> _Texto fornecido_
Opinião – “Tour de France” de Rachid Djaïdani

Sinopse

Far’Hook é um jovem rapper de 20 anos. Depois de um ajuste de contas é obrigado a deixar Paris durante algum tempo. O seu produtor; Bilal, pede-lhe que tome o seu lugar e que acompanhe o seu pai; Serge, a dar uma volta a França, pelos caminhos de Joseph Vernet. Apesar do choque cultural e de gerações, uma amizade improvável vai nascer no decorrer de uma peripécia que os levará a Marseille para um concerto final, o da reconciliação.

Opinião por Artur Neves

O que temos aqui é uma história de contrastes civilizacionais que se vêm forçados a conviver no mesmo espaço e num tempo, que aos mais novos lhes concede o privilégio de reivindicar e julgar os conceitos que lhes permite desfrutar dessa oportunidade.

> _Registos apresentados_
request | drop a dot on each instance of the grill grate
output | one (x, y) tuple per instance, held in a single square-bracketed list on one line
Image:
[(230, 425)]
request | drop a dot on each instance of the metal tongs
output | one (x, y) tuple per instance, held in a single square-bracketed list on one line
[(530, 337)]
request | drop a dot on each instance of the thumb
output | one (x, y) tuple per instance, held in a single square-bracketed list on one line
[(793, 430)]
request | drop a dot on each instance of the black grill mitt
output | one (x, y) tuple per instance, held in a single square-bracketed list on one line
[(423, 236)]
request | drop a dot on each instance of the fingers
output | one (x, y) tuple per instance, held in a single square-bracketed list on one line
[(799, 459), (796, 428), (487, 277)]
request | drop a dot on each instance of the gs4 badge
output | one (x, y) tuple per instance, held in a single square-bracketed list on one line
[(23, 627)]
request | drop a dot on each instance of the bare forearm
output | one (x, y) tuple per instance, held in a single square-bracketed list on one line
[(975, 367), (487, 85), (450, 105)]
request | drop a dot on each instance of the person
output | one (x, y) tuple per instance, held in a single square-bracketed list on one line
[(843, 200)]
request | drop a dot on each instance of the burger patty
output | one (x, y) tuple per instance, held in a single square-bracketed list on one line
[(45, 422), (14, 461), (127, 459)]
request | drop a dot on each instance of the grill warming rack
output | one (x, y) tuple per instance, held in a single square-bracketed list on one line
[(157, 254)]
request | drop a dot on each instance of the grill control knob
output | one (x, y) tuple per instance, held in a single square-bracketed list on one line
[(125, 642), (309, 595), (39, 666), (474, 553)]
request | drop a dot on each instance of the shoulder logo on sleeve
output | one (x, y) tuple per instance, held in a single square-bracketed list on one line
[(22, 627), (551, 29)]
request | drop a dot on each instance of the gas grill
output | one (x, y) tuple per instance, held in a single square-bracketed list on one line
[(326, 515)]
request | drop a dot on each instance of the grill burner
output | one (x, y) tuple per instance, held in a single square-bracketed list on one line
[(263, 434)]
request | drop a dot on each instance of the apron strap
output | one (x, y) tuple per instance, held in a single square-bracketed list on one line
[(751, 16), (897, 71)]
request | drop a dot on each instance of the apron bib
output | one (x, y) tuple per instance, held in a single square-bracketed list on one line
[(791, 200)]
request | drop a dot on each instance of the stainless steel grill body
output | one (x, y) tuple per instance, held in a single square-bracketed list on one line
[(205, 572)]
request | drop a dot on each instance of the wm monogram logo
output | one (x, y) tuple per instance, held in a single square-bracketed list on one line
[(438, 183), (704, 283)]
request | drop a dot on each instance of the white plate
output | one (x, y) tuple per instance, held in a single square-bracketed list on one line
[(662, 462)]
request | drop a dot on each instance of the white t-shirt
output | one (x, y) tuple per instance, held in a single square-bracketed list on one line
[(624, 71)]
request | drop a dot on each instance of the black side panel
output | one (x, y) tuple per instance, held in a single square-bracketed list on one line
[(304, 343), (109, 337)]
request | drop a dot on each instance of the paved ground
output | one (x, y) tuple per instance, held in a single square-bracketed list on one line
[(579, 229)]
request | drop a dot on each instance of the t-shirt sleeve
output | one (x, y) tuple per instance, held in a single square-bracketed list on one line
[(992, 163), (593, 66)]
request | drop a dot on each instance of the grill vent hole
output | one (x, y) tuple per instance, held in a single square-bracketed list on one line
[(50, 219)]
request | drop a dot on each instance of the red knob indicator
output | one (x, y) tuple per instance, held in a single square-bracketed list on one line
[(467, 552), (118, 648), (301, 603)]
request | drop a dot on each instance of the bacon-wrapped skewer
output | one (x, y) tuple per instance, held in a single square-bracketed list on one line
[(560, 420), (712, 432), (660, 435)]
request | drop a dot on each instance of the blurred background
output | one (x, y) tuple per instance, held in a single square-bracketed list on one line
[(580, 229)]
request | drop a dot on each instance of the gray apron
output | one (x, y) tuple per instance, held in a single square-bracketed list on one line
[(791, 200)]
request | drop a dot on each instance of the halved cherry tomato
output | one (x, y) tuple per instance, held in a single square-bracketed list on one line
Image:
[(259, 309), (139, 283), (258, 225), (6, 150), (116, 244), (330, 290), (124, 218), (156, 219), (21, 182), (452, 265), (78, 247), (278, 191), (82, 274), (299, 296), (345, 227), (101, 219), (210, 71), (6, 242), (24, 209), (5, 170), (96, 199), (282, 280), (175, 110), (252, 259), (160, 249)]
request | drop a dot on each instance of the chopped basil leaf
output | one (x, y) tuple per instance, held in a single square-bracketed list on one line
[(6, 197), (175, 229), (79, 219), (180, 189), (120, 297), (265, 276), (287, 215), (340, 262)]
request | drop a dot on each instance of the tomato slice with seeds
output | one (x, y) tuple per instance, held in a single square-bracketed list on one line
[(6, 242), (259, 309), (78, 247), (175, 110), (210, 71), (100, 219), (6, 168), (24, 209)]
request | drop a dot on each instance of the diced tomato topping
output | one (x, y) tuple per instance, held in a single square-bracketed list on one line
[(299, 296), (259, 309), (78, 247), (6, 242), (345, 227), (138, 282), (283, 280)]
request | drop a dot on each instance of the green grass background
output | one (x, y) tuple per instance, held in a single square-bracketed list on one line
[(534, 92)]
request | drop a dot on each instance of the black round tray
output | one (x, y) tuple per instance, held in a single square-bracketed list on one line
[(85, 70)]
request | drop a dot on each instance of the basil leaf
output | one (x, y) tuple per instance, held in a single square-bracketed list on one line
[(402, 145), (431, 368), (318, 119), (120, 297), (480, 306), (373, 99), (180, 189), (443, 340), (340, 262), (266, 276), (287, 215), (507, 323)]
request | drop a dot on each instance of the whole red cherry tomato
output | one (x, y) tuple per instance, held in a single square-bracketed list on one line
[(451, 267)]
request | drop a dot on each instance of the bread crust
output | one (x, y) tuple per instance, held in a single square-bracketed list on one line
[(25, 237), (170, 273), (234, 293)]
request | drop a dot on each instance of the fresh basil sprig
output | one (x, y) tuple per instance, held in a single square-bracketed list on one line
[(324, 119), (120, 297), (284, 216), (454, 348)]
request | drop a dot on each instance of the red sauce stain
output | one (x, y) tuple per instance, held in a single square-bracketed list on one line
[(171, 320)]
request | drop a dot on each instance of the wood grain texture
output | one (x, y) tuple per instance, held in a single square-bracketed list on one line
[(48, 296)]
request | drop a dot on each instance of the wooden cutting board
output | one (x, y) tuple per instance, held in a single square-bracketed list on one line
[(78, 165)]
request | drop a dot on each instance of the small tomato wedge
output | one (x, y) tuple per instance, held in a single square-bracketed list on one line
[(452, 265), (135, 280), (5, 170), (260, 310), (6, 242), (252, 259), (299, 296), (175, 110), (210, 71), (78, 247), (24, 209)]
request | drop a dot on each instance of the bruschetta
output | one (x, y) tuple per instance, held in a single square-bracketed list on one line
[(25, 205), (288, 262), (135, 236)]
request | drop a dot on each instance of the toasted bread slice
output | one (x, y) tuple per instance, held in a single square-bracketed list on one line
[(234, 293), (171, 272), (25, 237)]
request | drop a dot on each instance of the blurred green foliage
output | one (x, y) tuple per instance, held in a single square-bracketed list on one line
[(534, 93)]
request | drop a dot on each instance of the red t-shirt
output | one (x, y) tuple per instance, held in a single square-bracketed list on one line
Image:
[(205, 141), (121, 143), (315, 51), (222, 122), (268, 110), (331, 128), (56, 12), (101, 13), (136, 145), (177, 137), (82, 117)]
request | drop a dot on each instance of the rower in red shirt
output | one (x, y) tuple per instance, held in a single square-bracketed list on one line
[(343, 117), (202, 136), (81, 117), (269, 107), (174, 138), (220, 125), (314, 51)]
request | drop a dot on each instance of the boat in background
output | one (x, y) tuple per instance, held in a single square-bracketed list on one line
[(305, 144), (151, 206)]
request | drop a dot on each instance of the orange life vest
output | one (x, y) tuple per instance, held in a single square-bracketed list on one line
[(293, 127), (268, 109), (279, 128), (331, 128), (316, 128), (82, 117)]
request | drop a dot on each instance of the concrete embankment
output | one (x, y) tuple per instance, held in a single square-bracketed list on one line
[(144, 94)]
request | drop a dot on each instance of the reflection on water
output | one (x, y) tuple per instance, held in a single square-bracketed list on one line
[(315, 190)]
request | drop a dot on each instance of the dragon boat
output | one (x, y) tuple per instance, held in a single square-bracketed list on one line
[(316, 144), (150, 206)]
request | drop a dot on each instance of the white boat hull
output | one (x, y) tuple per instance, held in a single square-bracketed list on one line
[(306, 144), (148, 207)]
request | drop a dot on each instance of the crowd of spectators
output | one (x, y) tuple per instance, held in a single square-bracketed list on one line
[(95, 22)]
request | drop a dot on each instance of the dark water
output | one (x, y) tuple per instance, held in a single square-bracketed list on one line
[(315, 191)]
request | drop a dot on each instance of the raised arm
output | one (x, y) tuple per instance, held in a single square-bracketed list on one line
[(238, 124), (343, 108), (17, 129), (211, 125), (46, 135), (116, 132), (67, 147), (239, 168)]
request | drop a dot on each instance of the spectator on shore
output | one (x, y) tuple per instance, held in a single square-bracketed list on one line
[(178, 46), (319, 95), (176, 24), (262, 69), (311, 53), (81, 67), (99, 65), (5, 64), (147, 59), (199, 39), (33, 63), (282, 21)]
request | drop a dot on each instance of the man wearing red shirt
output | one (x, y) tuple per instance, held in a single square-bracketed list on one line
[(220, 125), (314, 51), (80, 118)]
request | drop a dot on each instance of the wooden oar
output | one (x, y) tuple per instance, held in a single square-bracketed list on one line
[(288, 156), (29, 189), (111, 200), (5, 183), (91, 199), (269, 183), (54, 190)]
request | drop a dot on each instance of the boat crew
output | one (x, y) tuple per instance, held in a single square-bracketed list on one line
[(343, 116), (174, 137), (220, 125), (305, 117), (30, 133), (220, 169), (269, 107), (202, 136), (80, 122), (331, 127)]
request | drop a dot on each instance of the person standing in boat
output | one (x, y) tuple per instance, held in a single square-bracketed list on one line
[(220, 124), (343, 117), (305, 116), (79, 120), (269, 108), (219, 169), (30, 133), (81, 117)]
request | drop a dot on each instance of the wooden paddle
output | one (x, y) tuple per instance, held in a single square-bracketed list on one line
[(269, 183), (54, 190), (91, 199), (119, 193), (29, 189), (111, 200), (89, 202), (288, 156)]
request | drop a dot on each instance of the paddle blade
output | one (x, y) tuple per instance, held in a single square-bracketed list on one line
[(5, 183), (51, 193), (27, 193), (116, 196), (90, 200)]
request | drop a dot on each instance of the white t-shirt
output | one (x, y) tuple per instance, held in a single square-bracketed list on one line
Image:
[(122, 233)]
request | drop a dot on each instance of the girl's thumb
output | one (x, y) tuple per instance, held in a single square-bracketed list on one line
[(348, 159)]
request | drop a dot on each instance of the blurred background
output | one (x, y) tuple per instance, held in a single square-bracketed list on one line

> _Em que consiste_
Enumere todos os nomes de lugares que surgem na sinopse do texto fornecido.

> _Resolução completa_
Paris, França, Marseille